━━━━━ Extrait étudié ━━━━━

Toujours au sein du programme « Coordination du travail gouvernemental », je souhaite signaler la hausse des crédits destinés à la gratification des stagiaires. Sans doute est-elle anecdotique, mais elle est symbolique d’un État employeur qui emprunte la voie de l’exemplarité.

Le programme « Protection des droits et libertés » est, lui aussi, orienté à la hausse, en majeure partie en raison de l’augmentation des crédits affectés au CSA. Cette augmentation est liée à sa transformation en autorité publique indépendante du fait de la loi du 15 novembre 2013 relative à l’indépendance de l’audiovisuel public. En ce qui concerne la CNIL, le projet annuel de performances (PAP) souligne une « forte croissance de l’activité de la CNIL, croissance que diverses mesures de simplification ne permettent pas de juguler compte tenu de l’explosion des traitements de données à caractère personnel ». Elle bénéficiera ainsi du renfort de sept équivalents temps plein (ETP) supplémentaires. Suffiront-ils à couvrir les besoins ? De la même façon, le Contrôleur général des lieux de privation de liberté qui a vu ses missions élargies par la loi du 26 mai 2014 bénéficie de trois ETP supplémentaires, mais ces renforts seront-ils suffisants ?

Sur le programme « Moyens mutualisés des administrations déconcentrées », je souhaite savoir si nous avons plus de visibilité sur le calendrier de la réforme de l’État déconcentré qui doit accompagner la réforme territoriale. Comment ce programme budgétaire sera-t-il affecté dans les prochaines années ?

Nous avions évoqué l’an dernier deux questions importantes, à savoir, d’une part, le projet de Centre de gouvernement, destiné à regrouper sur un même site les services du Premier ministre et plusieurs autorités administratives indépendantes, et, d’autre part, la transformation du secrétariat général de la mer en délégation à la mer et au littoral. Où en sommes-nous sur ces sujets ?

Enfin, je me fais ici la porte-parole de Marie-Françoise Bechtel, qui souhaiterait davantage d’informations sur le budget de l’Institut national des hautes études de sécurité et de justice. Son budget avait fortement augmenté dans la loi de finances initiale pour 2014. Cette année marque une baisse d’un peu moins de 200 000 euros, aussi bien en crédits de paiement qu’en autorisations d’engagement. Pouvez-vous nous indiquer ce qui explique de telles variations et quel est le plan de charge de cet opérateur ?

Mme Marie-Christine Dalloz, rapporteure spéciale pour la mission « Direction de l’action du Gouvernement ». Les ministres des relations avec le Parlement se succèdent, mais le propos demeure le même. Comme votre prédécesseur, monsieur le secrétaire d’État, vous m’avez répondu, à propos du site Ségur-Fontenoy, que c’était l’ancienne majorité qui avait choisi le modèle atypique du montage financier réalisé avec la SOVAFIM. Or les questionnaires budgétaires renvoyés par les services ministériels indiquent que c’est à la suite d’une réunion interministérielle du 6 novembre 2012 que le cabinet du Premier ministre a décidé d’engager l’État sur ce projet avec la SOVAFIM, quand bien même cette solution avait déjà été envisagée par l’ancienne majorité.

━━━━━

**Travail demandé**
[1] D'après l'extrait sur les crédits budgétaires, de combien d'équivalents temps plein supplémentaires la CNIL bénéficiera-t-elle ?
[2] Rédigez la suite de l'extrait sur les crédits budgétaires en partant de sa dernière phrase.

━━━━━ Jeu de données ━━━━━

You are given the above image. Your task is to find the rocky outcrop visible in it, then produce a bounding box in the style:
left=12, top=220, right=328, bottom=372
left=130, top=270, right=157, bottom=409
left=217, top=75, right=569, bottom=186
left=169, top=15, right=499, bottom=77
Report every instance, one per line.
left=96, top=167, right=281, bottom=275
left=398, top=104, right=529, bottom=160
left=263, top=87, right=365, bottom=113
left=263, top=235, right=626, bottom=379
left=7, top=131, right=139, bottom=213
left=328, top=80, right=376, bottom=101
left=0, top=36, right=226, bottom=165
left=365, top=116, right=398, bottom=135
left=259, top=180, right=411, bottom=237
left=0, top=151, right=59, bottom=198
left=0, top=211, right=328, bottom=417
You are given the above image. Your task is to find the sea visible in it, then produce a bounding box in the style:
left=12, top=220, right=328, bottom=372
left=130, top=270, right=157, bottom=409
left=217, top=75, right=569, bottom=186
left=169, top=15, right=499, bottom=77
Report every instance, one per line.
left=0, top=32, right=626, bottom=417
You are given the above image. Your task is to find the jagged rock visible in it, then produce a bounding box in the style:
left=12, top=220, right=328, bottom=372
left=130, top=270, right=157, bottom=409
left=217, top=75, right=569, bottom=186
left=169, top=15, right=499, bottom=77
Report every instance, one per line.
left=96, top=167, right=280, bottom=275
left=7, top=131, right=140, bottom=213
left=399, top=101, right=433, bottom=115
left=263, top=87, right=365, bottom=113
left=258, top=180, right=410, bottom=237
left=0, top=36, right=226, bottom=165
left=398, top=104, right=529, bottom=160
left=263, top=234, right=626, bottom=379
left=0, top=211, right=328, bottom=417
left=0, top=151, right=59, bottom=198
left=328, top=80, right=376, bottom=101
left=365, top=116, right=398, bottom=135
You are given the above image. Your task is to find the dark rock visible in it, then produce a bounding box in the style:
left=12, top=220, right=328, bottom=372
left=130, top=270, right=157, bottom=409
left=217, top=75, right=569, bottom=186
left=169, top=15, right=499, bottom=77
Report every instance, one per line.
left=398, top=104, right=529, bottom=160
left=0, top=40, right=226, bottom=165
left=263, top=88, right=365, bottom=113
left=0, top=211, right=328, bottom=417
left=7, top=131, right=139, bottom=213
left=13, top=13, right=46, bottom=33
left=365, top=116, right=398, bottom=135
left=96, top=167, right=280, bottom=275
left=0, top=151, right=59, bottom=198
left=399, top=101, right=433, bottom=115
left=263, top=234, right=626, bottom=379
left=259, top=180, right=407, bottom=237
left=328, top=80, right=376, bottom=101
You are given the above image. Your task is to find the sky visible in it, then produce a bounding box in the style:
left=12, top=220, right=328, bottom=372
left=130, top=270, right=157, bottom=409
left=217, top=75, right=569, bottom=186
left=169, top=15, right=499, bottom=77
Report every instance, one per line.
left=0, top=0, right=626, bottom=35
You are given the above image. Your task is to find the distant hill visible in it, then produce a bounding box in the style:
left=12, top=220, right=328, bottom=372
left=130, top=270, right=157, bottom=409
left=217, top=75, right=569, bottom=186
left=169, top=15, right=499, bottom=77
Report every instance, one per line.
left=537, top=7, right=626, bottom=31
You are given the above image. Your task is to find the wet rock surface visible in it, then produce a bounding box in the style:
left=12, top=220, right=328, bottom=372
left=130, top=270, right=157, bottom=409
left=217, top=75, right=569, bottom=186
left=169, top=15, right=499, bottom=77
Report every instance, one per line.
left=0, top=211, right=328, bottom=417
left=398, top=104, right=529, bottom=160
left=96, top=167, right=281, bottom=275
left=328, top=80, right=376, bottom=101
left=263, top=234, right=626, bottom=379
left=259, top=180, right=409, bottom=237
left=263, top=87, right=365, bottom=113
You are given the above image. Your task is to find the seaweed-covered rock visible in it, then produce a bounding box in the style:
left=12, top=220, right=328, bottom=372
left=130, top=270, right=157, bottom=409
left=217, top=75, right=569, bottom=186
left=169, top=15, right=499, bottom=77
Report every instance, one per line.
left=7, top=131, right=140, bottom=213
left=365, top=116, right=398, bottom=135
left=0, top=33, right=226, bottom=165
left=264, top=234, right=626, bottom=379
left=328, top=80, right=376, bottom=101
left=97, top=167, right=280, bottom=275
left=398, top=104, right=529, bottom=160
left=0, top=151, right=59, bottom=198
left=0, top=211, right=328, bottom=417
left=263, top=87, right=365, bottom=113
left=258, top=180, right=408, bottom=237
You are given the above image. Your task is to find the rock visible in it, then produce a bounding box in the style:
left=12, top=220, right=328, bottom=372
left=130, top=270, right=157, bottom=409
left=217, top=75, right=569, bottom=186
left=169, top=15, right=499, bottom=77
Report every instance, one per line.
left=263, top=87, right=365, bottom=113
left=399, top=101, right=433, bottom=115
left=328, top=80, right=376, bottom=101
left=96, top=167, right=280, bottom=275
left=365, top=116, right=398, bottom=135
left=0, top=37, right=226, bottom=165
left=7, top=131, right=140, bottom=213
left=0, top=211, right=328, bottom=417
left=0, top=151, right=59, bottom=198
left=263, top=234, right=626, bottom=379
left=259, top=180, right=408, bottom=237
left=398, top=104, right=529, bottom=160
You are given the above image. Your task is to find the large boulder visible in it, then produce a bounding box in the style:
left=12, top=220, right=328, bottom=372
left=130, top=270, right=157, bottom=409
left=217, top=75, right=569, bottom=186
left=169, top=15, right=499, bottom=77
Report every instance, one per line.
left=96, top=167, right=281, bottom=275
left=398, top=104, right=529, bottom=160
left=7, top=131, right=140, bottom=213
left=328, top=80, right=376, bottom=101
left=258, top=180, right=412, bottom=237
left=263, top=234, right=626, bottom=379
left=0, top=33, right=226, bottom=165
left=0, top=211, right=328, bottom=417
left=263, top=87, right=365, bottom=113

━━━━━

**Réponses attendues**
[1] Sept équivalents temps plein supplémentaires.

[2]
Je m’étonne par ailleurs que vous évoquiez le positionnement idéologique de la MILDECA. J’y vois une attaque en règle des prédécesseurs de l’actuelle présidente, qui occulte le véritable problème, celui du pilotage territorial. Une autre difficulté réside dans l’utilisation des fonds récupérés sur les saisies via l’Agence de gestion et de recouvrement des avoirs saisis et confisqués (AGRASC), même si j’admets ici que des mesures ont été prises, qui vont dans le bon sens et tendent à corriger une mauvaise gestion de l’argent public.

Enfin, puisque vous défendez une gestion précautionneuse et transparente des deniers de l’État, il va falloir que les ministères qui mettent du personnel à disposition des cabinets ministériels fournissent des informations sur leur rémunération, le plus simple étant, comme le préconise la Cour des comptes, d’envisager un remboursement à l’administration d’origine.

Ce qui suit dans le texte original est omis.